**Requirement:** Copy the lines from the start of the records below through the line containing "x=153, y=71", both included, and leave out the pictures.

**Data for this exercise:**

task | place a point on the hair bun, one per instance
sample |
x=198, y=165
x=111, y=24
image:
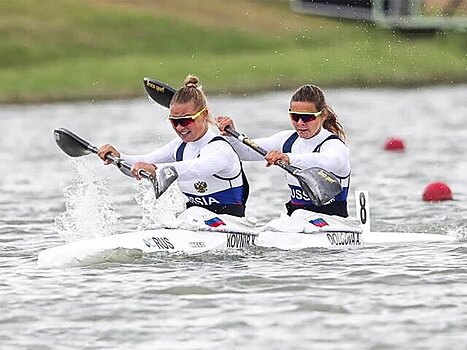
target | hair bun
x=191, y=81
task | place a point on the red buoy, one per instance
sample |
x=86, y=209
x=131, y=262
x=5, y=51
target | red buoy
x=394, y=144
x=437, y=191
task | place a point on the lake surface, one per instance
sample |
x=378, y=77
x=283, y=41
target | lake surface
x=406, y=296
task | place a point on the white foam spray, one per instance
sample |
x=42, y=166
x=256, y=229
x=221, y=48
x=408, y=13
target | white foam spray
x=160, y=213
x=90, y=211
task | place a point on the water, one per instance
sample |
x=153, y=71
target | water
x=406, y=296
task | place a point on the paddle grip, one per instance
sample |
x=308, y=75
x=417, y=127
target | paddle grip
x=250, y=143
x=120, y=163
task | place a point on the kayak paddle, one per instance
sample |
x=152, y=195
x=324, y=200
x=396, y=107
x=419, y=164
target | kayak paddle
x=75, y=146
x=320, y=185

**Output for this exercise:**
task | place a point on the hair bun, one per instance
sample |
x=198, y=165
x=111, y=24
image:
target | hair bun
x=191, y=81
task | place a point on the red buoy, one per instance
sample |
x=86, y=209
x=131, y=262
x=5, y=51
target | red buoy
x=394, y=144
x=437, y=191
task | place a point on the lake surface, one per instance
sample |
x=378, y=77
x=283, y=41
target | lake surface
x=406, y=296
task | place a point on the white foam spray, one per instance
sample |
x=42, y=166
x=256, y=229
x=221, y=48
x=408, y=13
target | white foam spray
x=160, y=213
x=90, y=211
task | place a point on the water, one per instance
sample |
x=153, y=71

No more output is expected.